WORKING DATA:
###

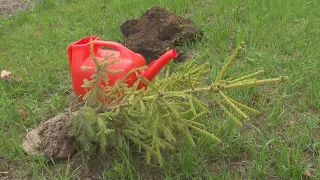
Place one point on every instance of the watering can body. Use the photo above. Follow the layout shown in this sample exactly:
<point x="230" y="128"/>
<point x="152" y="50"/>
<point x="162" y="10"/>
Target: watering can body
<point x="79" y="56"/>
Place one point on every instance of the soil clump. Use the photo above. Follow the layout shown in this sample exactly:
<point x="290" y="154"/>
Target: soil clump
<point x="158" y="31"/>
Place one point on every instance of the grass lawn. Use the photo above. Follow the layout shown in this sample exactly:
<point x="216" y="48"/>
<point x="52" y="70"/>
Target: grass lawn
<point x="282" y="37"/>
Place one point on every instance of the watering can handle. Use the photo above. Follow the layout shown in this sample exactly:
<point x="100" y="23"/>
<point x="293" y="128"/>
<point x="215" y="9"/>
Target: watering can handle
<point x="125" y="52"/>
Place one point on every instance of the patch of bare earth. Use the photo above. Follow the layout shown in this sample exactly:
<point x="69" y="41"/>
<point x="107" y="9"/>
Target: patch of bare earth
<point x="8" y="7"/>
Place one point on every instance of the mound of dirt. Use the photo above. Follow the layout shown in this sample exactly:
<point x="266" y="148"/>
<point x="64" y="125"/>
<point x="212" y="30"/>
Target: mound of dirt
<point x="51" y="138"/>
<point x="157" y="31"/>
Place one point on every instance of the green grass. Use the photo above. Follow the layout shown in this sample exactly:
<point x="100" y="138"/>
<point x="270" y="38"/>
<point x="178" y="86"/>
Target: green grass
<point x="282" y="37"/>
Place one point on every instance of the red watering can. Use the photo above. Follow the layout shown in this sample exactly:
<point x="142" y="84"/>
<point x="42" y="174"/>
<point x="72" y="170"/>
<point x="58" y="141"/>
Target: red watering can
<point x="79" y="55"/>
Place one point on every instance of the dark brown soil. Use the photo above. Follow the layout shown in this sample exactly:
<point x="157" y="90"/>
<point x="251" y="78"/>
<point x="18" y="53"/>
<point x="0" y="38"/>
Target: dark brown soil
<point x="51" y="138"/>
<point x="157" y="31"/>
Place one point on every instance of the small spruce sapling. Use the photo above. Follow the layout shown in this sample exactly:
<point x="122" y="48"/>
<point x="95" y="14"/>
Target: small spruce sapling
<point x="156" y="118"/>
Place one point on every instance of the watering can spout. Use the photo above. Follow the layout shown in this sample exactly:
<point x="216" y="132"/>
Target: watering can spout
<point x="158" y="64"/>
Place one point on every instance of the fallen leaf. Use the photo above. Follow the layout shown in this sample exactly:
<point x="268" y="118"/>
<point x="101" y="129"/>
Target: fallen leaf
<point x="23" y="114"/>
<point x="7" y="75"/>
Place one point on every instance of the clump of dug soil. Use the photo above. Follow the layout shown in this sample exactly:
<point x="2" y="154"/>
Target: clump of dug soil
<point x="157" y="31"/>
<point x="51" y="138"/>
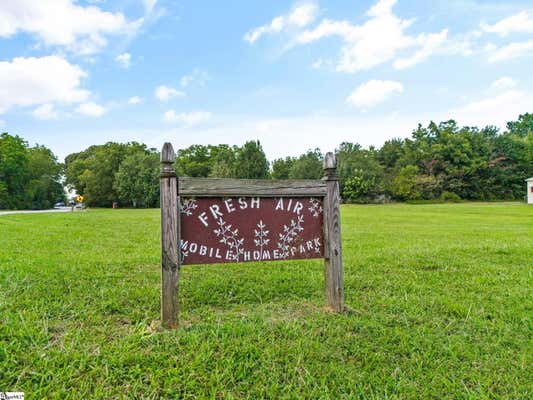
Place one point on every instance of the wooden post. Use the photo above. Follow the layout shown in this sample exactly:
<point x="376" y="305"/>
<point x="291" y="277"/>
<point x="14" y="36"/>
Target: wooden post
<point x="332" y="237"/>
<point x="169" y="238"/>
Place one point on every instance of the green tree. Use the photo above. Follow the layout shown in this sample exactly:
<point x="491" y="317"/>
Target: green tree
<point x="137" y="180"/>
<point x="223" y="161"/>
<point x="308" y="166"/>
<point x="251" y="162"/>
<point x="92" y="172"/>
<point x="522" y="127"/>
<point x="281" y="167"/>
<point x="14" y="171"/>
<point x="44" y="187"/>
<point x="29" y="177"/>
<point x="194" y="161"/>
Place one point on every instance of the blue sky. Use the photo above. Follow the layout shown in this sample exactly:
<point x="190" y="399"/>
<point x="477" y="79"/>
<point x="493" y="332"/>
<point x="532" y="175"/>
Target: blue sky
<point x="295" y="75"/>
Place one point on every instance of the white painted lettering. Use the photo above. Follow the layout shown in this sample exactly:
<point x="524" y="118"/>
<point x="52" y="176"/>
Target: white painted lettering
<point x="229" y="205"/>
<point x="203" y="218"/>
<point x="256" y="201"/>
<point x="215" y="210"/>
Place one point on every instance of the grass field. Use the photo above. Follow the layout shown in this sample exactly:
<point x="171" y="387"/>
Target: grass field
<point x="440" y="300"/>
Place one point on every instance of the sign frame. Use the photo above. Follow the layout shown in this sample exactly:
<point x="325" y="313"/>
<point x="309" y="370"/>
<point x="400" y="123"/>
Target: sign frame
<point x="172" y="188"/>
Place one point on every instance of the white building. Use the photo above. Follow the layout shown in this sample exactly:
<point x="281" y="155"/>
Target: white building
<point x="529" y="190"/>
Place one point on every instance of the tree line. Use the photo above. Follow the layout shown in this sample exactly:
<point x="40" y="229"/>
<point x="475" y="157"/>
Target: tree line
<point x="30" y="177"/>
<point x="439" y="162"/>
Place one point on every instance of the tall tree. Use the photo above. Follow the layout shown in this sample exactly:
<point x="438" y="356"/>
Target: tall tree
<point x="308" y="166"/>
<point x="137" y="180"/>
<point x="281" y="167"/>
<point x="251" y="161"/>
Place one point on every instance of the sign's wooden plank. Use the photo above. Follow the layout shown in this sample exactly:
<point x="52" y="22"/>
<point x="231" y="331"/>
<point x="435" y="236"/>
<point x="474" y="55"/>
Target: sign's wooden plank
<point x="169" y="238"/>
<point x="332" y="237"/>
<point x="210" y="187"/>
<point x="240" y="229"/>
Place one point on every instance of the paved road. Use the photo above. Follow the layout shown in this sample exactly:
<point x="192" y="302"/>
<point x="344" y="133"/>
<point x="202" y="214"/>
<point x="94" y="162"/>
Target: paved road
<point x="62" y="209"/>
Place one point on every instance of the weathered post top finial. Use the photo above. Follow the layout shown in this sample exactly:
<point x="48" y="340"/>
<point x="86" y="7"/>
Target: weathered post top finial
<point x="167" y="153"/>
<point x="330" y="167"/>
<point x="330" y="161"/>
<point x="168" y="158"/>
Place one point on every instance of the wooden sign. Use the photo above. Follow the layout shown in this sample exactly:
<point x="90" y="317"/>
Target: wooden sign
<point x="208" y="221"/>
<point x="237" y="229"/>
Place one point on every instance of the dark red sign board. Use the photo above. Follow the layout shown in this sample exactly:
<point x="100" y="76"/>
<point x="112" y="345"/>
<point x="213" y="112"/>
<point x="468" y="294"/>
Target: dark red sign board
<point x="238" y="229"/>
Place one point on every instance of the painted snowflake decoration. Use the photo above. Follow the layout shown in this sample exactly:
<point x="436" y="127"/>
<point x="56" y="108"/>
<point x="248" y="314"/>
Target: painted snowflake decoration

###

INSTRUCTIONS FOR THE TASK: Pictures are not part of the copy; output everything else in the records exactly.

COMPLETE RESPONSE:
Place one point on every instance of the watering can body. Use the photo above. Follow the layout shown in this sample exactly:
<point x="230" y="128"/>
<point x="152" y="50"/>
<point x="162" y="10"/>
Target: watering can body
<point x="79" y="56"/>
Place one point on every instance of the soil clump. Use the photo above. Follow the layout shown in this sample exactly:
<point x="290" y="154"/>
Target: soil clump
<point x="158" y="31"/>
Place one point on every instance of the grass lawn. Use the photo above. Follow the layout shown in this sample exactly:
<point x="216" y="48"/>
<point x="52" y="70"/>
Target: grass lawn
<point x="282" y="37"/>
Place one point on every instance of the watering can handle. Use the photo above. Follow the layout shown in this sample exactly:
<point x="100" y="23"/>
<point x="293" y="128"/>
<point x="215" y="9"/>
Target: watering can handle
<point x="125" y="52"/>
Place one point on every instance of the patch of bare earth. Use the photo above. Follow the layout shown in this sample exactly:
<point x="69" y="41"/>
<point x="107" y="9"/>
Target: patch of bare earth
<point x="8" y="7"/>
Place one point on every instance of the mound of dirt. Use the photo above. Follow the layout shown in this sample exactly:
<point x="266" y="148"/>
<point x="64" y="125"/>
<point x="212" y="30"/>
Target: mound of dirt
<point x="51" y="138"/>
<point x="157" y="31"/>
Place one point on every instance of the green grass. Use the photo above. Follow the layout shown in this sample exactly:
<point x="100" y="138"/>
<point x="270" y="38"/>
<point x="178" y="86"/>
Target: green grass
<point x="282" y="37"/>
Place one point on every instance of the red watering can. Use the photo above. Follow the layout shown in this sample exactly:
<point x="142" y="84"/>
<point x="42" y="174"/>
<point x="72" y="170"/>
<point x="58" y="141"/>
Target: red watering can
<point x="79" y="55"/>
Place one point on every instance of the dark brown soil. Use the photo above. Follow the layout shown in this sample exactly:
<point x="157" y="90"/>
<point x="251" y="78"/>
<point x="18" y="53"/>
<point x="0" y="38"/>
Target: dark brown soil
<point x="51" y="138"/>
<point x="157" y="31"/>
Place one point on every instance of the small spruce sapling. Use the photo above. Follow the layout shown in this sample exactly:
<point x="122" y="48"/>
<point x="95" y="14"/>
Target: small spruce sapling
<point x="156" y="118"/>
Place one point on every instance of the watering can spout. Use the photo above. Follow the layout shown in this sample exactly:
<point x="216" y="132"/>
Target: watering can spout
<point x="158" y="64"/>
Place one point on every instance of the fallen leaf. Use the photo above. Follow the layout shown in this sample exactly:
<point x="268" y="118"/>
<point x="101" y="129"/>
Target: fallen leaf
<point x="23" y="114"/>
<point x="7" y="75"/>
Place one point on every instance of the clump of dug soil. Use the photo above. Follow the layout shown in this sample exactly:
<point x="2" y="154"/>
Target: clump of dug soil
<point x="157" y="31"/>
<point x="51" y="138"/>
Place one point on every instance of the wooden post. Use the photo above. Follow the layout shown in this sample exactly:
<point x="376" y="305"/>
<point x="291" y="277"/>
<point x="14" y="36"/>
Target: wooden post
<point x="332" y="237"/>
<point x="169" y="238"/>
Place one point on every instance of the green tree. Use the photo above. Follow the layout shown in this sample exactly:
<point x="491" y="317"/>
Target: green tree
<point x="137" y="180"/>
<point x="223" y="161"/>
<point x="308" y="166"/>
<point x="251" y="162"/>
<point x="92" y="172"/>
<point x="522" y="127"/>
<point x="281" y="167"/>
<point x="14" y="171"/>
<point x="44" y="187"/>
<point x="29" y="177"/>
<point x="194" y="161"/>
Place one point on every instance of the blue sky. Use the photo above. Follow the layout shown in this sample exactly:
<point x="190" y="399"/>
<point x="477" y="79"/>
<point x="493" y="332"/>
<point x="532" y="175"/>
Target: blue sky
<point x="295" y="75"/>
Place one point on every instance of the white painted lettering. Use the photo above. Follow the layout shown in this sample exactly:
<point x="524" y="118"/>
<point x="52" y="176"/>
Target: white painted lettering
<point x="229" y="205"/>
<point x="203" y="218"/>
<point x="256" y="201"/>
<point x="215" y="210"/>
Place one point on every instance of the grass field. Use the photo above. Follow the layout shown in this sample exactly:
<point x="171" y="387"/>
Target: grass field
<point x="440" y="300"/>
Place one point on every instance of the sign frame. Use the photo above. Follow the layout shown in this sample exactly:
<point x="325" y="313"/>
<point x="309" y="370"/>
<point x="400" y="123"/>
Target: sign frame
<point x="172" y="188"/>
Place one point on every instance of the white building. Use the photo above. Follow the layout shown in this sample exactly:
<point x="281" y="155"/>
Target: white building
<point x="529" y="190"/>
Place one point on every instance of the tree line. Use the photo above. Follow the layout shown in this sample exactly:
<point x="40" y="229"/>
<point x="475" y="157"/>
Target: tree line
<point x="30" y="177"/>
<point x="439" y="162"/>
Place one point on every instance of the tall tree. Use the photo above. Follow the layout shown in this sample exactly:
<point x="438" y="356"/>
Target: tall tree
<point x="308" y="166"/>
<point x="137" y="180"/>
<point x="281" y="167"/>
<point x="251" y="161"/>
Place one point on every instance of the sign's wooden plank. Use the photo above. Follow the layout shown in this sample exactly:
<point x="52" y="22"/>
<point x="231" y="331"/>
<point x="435" y="236"/>
<point x="474" y="55"/>
Target: sign's wooden plank
<point x="169" y="238"/>
<point x="332" y="237"/>
<point x="210" y="187"/>
<point x="240" y="229"/>
Place one point on every instance of the paved road. Use the photo above. Follow the layout shown in this sample exactly:
<point x="192" y="302"/>
<point x="344" y="133"/>
<point x="202" y="214"/>
<point x="94" y="162"/>
Target: paved road
<point x="62" y="209"/>
Place one point on every instance of the weathered post top finial. Use the photo above. Follow the layout shown in this sample exactly:
<point x="48" y="340"/>
<point x="86" y="7"/>
Target: weathered post top finial
<point x="167" y="153"/>
<point x="330" y="167"/>
<point x="330" y="161"/>
<point x="168" y="158"/>
Place one point on every instance of the wooden sign. Use the photo above. Follow the layout shown in this sample exactly:
<point x="90" y="317"/>
Target: wooden sign
<point x="208" y="221"/>
<point x="237" y="229"/>
Place one point on every instance of the dark red sign board. Use the photo above. Follow the layout shown in this sample exactly:
<point x="100" y="76"/>
<point x="112" y="345"/>
<point x="213" y="112"/>
<point x="468" y="294"/>
Target: dark red sign board
<point x="238" y="229"/>
Place one point on every instance of the painted snowflake decoration. Use the photo above. Follow the layout shown in this sample exactly:
<point x="436" y="127"/>
<point x="56" y="108"/>
<point x="248" y="314"/>
Target: painted snowflake decoration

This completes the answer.